Return all the entries exactly, keeping pictures out.

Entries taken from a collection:
+===+

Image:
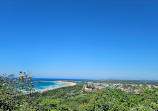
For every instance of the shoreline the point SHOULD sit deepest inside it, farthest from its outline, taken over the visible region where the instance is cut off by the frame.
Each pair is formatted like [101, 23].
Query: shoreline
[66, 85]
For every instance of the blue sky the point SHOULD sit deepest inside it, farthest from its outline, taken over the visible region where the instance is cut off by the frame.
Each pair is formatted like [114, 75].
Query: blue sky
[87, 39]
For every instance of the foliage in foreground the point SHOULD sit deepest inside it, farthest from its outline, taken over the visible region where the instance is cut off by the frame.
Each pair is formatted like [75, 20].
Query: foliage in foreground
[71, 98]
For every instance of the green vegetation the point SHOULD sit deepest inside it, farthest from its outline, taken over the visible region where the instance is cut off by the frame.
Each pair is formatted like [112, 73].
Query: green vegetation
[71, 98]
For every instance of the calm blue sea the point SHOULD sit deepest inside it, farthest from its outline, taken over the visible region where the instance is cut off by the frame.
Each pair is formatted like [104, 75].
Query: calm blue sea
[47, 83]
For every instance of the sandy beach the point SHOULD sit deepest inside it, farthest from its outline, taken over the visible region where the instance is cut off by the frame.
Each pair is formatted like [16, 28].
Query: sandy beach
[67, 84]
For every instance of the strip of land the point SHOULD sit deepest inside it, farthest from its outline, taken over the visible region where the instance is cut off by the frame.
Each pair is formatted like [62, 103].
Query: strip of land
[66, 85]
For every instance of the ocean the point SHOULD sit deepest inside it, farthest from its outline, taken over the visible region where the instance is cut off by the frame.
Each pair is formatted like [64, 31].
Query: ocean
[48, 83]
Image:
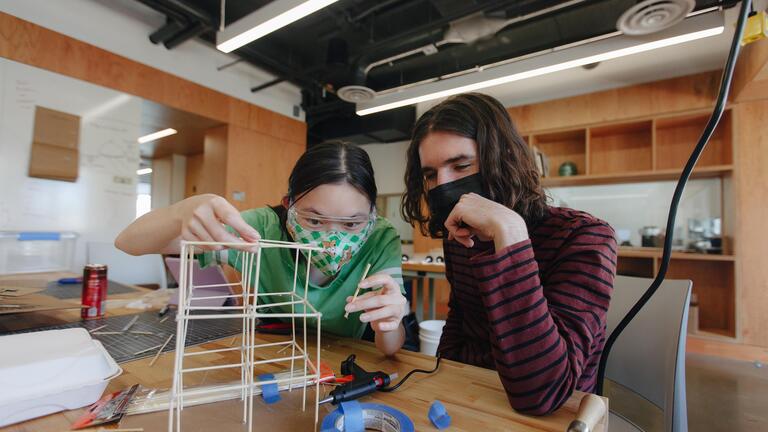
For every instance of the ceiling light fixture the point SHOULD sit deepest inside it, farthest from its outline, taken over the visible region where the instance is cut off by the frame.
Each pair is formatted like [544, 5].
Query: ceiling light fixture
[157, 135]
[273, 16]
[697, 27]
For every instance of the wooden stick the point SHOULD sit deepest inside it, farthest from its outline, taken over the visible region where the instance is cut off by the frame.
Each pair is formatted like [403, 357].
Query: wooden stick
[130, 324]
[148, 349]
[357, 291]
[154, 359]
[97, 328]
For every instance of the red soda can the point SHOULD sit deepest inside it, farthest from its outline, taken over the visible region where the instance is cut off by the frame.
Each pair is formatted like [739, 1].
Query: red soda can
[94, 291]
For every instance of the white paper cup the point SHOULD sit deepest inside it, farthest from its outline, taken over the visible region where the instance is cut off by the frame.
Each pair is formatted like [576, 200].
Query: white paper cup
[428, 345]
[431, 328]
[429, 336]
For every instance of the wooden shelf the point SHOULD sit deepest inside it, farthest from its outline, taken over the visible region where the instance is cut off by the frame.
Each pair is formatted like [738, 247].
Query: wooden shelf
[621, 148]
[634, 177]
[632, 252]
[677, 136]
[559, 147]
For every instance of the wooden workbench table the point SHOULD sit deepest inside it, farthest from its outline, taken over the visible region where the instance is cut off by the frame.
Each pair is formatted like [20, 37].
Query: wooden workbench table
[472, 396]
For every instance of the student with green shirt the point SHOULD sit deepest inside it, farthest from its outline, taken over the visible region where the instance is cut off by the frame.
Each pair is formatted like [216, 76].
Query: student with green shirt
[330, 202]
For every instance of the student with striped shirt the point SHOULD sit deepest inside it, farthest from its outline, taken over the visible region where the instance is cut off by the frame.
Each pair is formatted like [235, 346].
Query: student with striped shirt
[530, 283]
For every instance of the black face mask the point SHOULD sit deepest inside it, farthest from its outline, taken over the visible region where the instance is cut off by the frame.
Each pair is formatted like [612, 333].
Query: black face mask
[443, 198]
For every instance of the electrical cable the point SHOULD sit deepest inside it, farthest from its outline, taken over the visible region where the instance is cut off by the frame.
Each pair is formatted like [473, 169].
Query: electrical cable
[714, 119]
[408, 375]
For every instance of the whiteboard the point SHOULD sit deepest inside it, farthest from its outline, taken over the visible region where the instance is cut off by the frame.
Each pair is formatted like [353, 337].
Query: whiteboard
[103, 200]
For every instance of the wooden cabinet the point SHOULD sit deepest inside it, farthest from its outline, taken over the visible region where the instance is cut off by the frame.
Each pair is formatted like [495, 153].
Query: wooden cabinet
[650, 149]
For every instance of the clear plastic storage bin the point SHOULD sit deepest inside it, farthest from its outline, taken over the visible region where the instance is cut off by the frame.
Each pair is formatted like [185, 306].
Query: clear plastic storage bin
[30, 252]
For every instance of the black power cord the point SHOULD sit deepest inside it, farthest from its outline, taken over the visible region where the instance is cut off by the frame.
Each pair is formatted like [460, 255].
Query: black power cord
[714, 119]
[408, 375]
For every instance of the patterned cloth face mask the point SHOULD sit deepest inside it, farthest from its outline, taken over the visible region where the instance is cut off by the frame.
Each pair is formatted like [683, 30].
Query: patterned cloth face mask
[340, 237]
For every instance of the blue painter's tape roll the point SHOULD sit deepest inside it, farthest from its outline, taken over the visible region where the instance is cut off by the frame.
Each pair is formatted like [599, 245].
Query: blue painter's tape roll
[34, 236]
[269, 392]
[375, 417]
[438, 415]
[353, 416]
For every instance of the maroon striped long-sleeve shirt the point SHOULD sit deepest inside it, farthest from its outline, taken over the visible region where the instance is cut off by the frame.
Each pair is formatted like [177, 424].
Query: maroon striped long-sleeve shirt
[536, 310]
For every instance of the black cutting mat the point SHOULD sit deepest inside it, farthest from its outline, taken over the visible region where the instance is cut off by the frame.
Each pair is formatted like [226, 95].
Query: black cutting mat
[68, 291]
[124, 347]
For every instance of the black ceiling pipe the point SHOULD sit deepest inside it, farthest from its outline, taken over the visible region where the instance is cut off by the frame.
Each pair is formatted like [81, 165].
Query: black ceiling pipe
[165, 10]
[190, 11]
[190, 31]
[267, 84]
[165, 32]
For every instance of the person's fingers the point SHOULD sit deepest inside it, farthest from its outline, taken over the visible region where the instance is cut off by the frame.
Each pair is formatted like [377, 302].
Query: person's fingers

+===+

The answer:
Image:
For every instance of the shoreline the point SHOULD sit deepest inside it, farthest from its outline, taken over the visible region where the instance is cut off by the frame.
Each pair is formatted like [101, 23].
Query: shoreline
[66, 85]
For every instance of the blue sky the point SHOULD sit deepest inside it, farthest from its outline, taken over the visible region where the instance is cut off by the frame.
Each pair is formatted like [114, 75].
Query: blue sky
[87, 39]
For every instance of the foliage in foreground the point SHOULD sit deepest inside it, farthest from its outline, taken over the visible region where the instance is cut off by the frame.
Each pair is formatted like [75, 20].
Query: foliage in foreground
[71, 98]
For every instance of the green vegetation the point SHOULD sit deepest inside it, farthest from its outline, taken over the visible region where the instance is cut off by the frame.
Each pair is formatted like [112, 73].
Query: green vegetation
[71, 98]
For every instance of the calm blue sea the point SHOULD sit deepest inside it, farthest from its outline, taken over the visible region where the instance is cut off by the frame.
Each pair is formatted like [104, 75].
Query: calm blue sea
[47, 83]
For every instance of the sandy beach the point SHOULD sit deepest inside it, farthest from its outline, taken over the visible region where the instance is cut off by the frame.
Each pair is formatted like [16, 28].
Query: sandy beach
[67, 84]
For every instance of the strip of land the point SHOULD sit deepest inside it, farthest from its outline, taken over the visible region where the instance is cut off by the frame.
Each pair is formatted like [62, 103].
Query: strip of land
[66, 85]
For every instance of the ocean the point SHOULD sit deepest inside it, farthest from its outline, taken over the visible region where the instance is cut off by the frame.
Each pair is formatted like [64, 31].
Query: ocean
[48, 83]
Image:
For every instance of the ceiling light fixture the point SHOULD sit deepest inside it, farthest from its outline, taken over the visible region where the instance is cut off by the frame.
Each pair is formatted like [544, 5].
Query: ceiling light fixture
[157, 135]
[273, 16]
[697, 27]
For every instance of the wooden stick the point SHOULD sit deepest inside it, farthest from its outline, taken over the visible region where the instance is cut off by the frame.
Each pair is formatted like [403, 357].
Query: wooden stick
[130, 324]
[148, 349]
[357, 291]
[154, 359]
[97, 328]
For every instance of the red soda can the point SHOULD sit deepest inside it, farthest from its outline, taken over the visible region where the instance is cut off by the frame.
Each pair is formatted like [739, 1].
Query: red soda can
[94, 291]
For every instance of the white paper cup the point SHOULD sit deepest inside it, farthest from its outline, taken over the visible region where the instance is cut off by the frame.
Each pair is formatted like [576, 200].
Query: white paper cup
[428, 345]
[431, 328]
[429, 336]
For every instance of the wooden shelf the point SHOULD sit deepest inside it, farthest from its outline, taken over the visible region where the instance is cut off by the frame.
Each pair is formatted like [738, 247].
Query: wooden shelf
[621, 148]
[634, 177]
[632, 252]
[677, 136]
[559, 147]
For every instance of the wooden workbench table the point SHOULD sit deepest inside it, farthest from its outline, taken over the visible region where the instance is cut off by the frame.
Each pair is formatted like [20, 37].
Query: wooden workbench table
[472, 396]
For every instance of the student with green shirt the point SHOULD sit deepest inside it, farthest from its outline, taken over the visible region where the instance is cut off by the frame.
Each pair is formatted like [216, 76].
Query: student with green shirt
[330, 202]
For every instance of the student with striped shirt the point SHOULD sit deepest inside it, farthest from its outline, taken over the visible region where the instance is cut off by the frame.
Each pair is formatted like [235, 346].
Query: student with striped shirt
[530, 283]
For every instance of the black face mask the point SHOULD sit deepest inside it, farthest from its outline, taken over the visible region where the instance is cut off by the frame.
Each pair is formatted like [612, 333].
Query: black face mask
[443, 198]
For every instance of the electrical cable the point SHOULD sit deepest inside it, farthest from its outline, taken over the visible region where the instance is cut off by the frame.
Each pair is formatted like [473, 169].
Query: electrical cable
[714, 119]
[408, 375]
For every instance of the whiteboard the point SHOULD sit deepest inside it, farthest from its outline, taken over the visible region where the instance is cut off by the frame.
Each pair is formatted like [353, 337].
Query: whiteboard
[103, 200]
For every instance of the wooden cabinet the point SHOULD sit deepest inside it, farthest from its outline, taken over the visible region where the instance is cut off by the frame.
Each pair is formatted like [495, 153].
Query: wooden cabinet
[650, 149]
For every instance of the clear plastic storage bin the point SHOULD sit deepest inside it, farthest from its outline, taken over the visible region where the instance is cut off by the frame.
Each pair is formatted like [185, 306].
Query: clear plastic storage bin
[30, 252]
For every instance of the black power cord the point SHOULD sit deepest inside it, farthest from its outline, taken over the visible region where the instance is cut off by the frame.
Each pair is formatted like [460, 255].
Query: black power cord
[714, 119]
[408, 375]
For every instance of the patterned cloth face mask the point SHOULD sit deepest inside it, farthest from its outline, taken over the visible region where the instance is cut off by the frame.
Each pair is formatted like [683, 30].
Query: patterned cloth face mask
[340, 237]
For every instance of the blue painter's tape roll the point SHOULD sit deepest inside it, farthest from its outline, taken over the visible region where the instance is cut off by the frame.
Each pair is formatted like [599, 245].
Query: blue painter's tape roll
[34, 236]
[269, 392]
[375, 417]
[438, 415]
[353, 416]
For every instance of the maroon striped long-sleeve shirt the point SHOULD sit deepest inside it, farthest from its outline, taken over the visible region where the instance is cut off by the frame.
Each pair is formatted like [177, 424].
Query: maroon striped long-sleeve shirt
[536, 310]
For every instance of the black cutting mat the point SHOULD sit deepest inside it, farthest from its outline, taken over the visible region where the instance is cut off by the frame.
Each pair is formatted like [226, 95].
Query: black cutting mat
[68, 291]
[124, 347]
For every instance of the black ceiling pipe the point SHOULD sit deepest inside it, farthest from its outline, taken over the visible region where the instance is cut off by the frame.
Each pair is formatted like [81, 165].
Query: black ceiling pipe
[165, 10]
[190, 11]
[190, 31]
[267, 84]
[165, 32]
For every instance of the person's fingers the point SHOULD sit deepest inside it, farthest from its outline, taken over the visible region where the instance is cut off by the frame.
Each pair is formatted like [377, 302].
Query: person's fingers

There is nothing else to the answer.